Task directions: Could you copy, word for word, only the lines from the one containing "Task: point to each instance of the sunlight" through the last line of the records below, both included?

── Records shown

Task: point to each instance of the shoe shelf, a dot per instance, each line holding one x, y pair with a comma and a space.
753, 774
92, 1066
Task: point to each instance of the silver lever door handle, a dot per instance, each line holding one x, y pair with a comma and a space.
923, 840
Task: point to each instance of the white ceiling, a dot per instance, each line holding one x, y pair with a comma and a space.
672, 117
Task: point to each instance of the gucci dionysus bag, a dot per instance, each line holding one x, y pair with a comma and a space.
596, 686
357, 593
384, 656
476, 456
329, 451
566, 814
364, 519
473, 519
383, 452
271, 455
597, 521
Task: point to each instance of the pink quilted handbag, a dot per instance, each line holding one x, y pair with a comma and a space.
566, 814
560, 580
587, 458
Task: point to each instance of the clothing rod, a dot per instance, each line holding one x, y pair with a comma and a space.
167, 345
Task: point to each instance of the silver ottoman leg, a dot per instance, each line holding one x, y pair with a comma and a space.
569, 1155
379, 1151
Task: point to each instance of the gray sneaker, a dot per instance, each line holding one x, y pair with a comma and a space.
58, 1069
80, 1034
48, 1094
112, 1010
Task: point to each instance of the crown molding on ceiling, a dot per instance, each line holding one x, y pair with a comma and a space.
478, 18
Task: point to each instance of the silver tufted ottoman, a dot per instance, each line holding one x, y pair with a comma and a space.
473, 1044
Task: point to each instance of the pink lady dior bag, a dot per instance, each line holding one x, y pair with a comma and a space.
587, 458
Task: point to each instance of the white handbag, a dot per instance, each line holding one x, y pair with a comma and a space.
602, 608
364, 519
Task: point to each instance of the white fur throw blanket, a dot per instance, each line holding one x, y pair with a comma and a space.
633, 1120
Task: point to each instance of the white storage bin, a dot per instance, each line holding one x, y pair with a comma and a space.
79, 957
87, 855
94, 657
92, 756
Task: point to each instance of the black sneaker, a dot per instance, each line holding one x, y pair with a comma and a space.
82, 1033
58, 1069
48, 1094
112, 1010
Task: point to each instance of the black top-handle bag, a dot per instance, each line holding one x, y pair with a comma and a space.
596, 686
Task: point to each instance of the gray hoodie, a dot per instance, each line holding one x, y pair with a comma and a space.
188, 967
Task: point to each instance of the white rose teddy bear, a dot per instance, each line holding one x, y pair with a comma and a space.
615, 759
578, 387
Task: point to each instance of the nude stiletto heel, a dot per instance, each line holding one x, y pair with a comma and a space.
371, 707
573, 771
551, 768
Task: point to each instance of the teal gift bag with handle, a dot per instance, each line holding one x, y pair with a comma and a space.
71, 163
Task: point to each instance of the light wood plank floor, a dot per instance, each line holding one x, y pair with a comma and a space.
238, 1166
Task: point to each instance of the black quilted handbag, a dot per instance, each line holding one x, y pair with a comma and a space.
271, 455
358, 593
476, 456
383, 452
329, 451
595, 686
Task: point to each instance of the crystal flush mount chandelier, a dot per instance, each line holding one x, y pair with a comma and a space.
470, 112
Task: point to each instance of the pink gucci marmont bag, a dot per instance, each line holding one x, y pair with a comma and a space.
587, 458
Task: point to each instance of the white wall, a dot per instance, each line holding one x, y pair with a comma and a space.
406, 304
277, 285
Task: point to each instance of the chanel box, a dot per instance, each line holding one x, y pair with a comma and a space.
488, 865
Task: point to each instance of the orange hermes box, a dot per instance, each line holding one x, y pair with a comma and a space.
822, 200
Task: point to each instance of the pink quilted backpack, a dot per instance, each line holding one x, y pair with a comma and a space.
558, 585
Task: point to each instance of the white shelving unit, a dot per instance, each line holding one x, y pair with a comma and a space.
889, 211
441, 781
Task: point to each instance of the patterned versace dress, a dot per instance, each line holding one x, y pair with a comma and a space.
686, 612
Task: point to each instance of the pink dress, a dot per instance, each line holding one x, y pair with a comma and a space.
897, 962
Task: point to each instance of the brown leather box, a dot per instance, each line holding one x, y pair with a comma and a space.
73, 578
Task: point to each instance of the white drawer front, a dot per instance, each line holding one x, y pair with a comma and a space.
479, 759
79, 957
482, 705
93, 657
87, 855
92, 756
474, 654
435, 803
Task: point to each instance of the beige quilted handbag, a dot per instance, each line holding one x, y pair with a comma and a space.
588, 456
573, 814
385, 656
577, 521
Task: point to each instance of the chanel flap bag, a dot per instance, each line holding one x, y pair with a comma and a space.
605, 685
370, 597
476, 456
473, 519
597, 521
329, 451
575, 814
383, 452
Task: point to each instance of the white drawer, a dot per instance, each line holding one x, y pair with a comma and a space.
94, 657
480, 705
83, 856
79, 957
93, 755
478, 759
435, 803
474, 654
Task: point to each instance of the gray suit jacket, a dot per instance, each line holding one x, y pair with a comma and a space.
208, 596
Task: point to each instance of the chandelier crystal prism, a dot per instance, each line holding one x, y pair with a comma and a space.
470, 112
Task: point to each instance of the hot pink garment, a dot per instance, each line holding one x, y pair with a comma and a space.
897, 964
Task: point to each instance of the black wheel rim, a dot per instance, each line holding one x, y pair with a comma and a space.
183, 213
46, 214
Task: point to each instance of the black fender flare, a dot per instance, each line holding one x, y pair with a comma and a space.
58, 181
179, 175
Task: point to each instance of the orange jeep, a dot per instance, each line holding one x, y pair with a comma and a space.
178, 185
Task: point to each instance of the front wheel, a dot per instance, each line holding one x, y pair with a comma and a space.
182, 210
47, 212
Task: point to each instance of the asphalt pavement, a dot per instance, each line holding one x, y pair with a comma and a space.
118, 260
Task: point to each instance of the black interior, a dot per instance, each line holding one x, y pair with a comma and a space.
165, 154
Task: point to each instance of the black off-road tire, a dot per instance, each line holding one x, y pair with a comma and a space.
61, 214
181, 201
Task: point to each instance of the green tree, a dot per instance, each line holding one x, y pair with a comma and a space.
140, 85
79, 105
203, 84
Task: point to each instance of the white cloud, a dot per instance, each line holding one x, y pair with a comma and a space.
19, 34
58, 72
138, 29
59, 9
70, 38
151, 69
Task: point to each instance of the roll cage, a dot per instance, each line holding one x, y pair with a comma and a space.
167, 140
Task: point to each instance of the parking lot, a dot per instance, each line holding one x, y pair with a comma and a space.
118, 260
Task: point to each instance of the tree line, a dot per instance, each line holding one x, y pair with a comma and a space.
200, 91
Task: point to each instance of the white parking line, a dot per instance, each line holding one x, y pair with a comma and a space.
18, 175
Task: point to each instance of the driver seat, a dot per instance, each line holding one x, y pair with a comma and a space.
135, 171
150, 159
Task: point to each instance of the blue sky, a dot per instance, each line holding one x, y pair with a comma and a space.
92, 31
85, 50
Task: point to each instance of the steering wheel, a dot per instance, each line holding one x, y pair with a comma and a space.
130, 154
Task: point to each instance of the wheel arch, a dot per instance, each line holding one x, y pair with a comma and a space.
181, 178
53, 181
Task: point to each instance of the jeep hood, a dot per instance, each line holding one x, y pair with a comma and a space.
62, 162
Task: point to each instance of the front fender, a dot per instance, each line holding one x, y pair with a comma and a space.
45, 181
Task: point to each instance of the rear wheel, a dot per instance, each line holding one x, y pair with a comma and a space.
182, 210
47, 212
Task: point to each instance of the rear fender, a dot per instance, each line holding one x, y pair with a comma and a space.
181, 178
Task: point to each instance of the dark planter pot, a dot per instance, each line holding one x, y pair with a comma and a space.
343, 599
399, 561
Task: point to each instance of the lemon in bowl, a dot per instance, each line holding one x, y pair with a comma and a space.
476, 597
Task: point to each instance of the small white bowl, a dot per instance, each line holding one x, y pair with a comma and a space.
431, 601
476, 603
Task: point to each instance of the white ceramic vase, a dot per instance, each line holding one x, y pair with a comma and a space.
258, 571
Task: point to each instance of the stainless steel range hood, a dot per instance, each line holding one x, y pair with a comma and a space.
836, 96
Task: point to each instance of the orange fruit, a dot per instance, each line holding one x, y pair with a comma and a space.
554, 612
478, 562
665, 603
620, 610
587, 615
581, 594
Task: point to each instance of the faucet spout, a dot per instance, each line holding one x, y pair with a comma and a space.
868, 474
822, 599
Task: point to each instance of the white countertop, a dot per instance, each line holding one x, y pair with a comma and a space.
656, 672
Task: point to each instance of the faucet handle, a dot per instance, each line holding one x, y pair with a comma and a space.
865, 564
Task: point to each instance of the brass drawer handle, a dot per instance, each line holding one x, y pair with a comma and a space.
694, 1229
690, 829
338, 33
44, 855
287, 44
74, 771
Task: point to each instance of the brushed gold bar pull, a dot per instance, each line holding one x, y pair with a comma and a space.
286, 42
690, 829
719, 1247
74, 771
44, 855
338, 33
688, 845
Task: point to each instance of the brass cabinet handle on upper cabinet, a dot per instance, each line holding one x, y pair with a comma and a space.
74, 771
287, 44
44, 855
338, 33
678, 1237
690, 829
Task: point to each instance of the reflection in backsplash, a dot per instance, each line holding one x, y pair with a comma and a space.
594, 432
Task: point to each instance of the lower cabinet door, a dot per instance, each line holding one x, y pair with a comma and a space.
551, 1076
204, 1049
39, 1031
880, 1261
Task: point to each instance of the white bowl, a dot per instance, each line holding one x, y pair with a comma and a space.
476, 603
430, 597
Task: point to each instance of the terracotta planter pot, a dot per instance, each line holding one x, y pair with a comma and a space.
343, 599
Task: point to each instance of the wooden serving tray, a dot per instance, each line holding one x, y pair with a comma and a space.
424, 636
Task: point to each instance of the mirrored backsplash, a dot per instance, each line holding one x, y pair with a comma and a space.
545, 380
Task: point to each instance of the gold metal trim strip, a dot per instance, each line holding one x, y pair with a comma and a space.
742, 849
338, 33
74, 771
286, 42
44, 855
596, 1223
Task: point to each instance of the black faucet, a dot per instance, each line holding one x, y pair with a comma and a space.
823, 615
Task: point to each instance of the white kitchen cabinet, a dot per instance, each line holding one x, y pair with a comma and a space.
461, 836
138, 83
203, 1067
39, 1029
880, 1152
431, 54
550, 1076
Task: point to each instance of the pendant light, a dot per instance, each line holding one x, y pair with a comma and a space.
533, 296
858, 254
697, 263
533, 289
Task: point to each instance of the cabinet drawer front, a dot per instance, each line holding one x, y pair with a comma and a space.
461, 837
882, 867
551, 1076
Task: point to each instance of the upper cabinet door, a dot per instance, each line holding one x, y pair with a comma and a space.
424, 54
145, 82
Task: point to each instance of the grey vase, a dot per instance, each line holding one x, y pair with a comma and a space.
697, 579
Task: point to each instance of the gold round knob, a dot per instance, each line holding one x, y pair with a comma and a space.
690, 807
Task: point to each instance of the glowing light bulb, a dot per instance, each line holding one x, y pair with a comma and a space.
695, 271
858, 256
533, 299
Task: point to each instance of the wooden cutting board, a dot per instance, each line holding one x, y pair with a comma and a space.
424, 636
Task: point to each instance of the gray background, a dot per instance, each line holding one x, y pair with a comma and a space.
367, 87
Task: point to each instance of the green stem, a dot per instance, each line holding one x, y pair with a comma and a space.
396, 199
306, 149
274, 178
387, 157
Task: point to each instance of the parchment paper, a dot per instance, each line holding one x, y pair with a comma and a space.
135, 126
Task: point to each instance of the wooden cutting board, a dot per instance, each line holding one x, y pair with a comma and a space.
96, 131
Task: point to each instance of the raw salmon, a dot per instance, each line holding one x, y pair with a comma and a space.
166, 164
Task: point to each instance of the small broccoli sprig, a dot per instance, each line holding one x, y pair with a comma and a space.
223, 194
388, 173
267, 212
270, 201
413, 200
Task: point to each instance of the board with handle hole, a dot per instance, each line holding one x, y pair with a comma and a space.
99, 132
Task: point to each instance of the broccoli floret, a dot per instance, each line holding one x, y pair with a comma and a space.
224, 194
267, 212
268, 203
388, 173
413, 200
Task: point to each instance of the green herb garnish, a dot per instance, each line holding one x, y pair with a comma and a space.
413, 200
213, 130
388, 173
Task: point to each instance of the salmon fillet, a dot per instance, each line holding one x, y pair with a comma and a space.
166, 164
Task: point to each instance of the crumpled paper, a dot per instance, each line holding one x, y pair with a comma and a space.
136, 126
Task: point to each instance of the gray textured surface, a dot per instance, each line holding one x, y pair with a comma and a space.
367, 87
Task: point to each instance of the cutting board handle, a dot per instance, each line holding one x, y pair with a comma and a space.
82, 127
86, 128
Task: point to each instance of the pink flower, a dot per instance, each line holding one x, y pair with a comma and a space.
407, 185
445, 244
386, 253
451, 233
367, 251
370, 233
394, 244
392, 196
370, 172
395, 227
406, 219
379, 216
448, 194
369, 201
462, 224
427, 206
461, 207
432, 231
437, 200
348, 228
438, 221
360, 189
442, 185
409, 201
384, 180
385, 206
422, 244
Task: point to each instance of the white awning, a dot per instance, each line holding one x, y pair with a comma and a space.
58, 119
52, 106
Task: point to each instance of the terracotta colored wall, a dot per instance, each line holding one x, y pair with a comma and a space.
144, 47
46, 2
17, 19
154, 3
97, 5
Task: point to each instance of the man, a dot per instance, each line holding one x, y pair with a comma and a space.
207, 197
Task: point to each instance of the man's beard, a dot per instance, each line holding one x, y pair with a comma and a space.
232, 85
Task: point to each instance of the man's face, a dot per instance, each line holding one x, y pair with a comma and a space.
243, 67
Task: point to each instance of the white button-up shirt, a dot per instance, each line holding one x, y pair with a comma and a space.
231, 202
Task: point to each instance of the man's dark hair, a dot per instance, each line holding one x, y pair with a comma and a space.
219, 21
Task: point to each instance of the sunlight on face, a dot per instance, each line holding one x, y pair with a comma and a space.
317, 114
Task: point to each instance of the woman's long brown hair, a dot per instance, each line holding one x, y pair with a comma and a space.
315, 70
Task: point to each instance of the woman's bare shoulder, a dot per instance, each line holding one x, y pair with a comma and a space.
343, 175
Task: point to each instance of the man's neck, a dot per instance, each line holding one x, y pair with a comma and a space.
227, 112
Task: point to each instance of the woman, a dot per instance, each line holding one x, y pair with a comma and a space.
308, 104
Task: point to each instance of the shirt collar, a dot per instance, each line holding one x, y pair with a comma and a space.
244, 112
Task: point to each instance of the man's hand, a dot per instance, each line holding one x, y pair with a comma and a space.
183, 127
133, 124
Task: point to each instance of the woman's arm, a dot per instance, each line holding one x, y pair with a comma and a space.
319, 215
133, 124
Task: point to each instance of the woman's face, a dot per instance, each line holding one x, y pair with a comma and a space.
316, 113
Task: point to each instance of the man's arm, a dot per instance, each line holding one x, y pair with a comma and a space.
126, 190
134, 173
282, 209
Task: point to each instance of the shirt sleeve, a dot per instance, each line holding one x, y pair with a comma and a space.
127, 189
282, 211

────

Answer space:
Task: point to each instance of the sunlight on face, a dot per instance, each line holding one x, y pair with a comma and a space.
317, 114
Task: point to each instance of the woman's long brown hair, a dot per instance, each line holding one x, y pair with a comma and a space.
315, 70
Task: point to each instance of the woman's bare shoulder, a dot per instance, each line holding one x, y pair with a comma and a space.
343, 175
Task: point to each instance of the man's neck, a dot per instance, each line holding one x, y pair with a comma and a space.
227, 112
Task: point to each instance of the woman, a dot per instance, each line holding one x, y pair with a comma and a space.
308, 104
Task: point to each instance of the shirt collar, a dot per instance, each line holding one x, y pair with a comma and a space.
244, 112
Task: point to each instance of the man's hand, a dot per instance, each line holding one x, y pair with a comma and a space.
183, 127
133, 124
Task: point to each instance of the woman's arm, a dot per instance, each line holding one x, y pair with a comma and a space.
319, 215
133, 124
Task: point to each instance of the woman's face, a dot per instance, each line holding one x, y pair with a comma and a space.
316, 113
Task: point to each instance of the man's arm, a dot per instance, each line holding one x, y pair with a comma and a space.
126, 190
134, 173
282, 209
Task: point to each instance of the shirt sleeve, a dot per instance, each line holding one x, y pair with a comma and a space.
127, 189
282, 211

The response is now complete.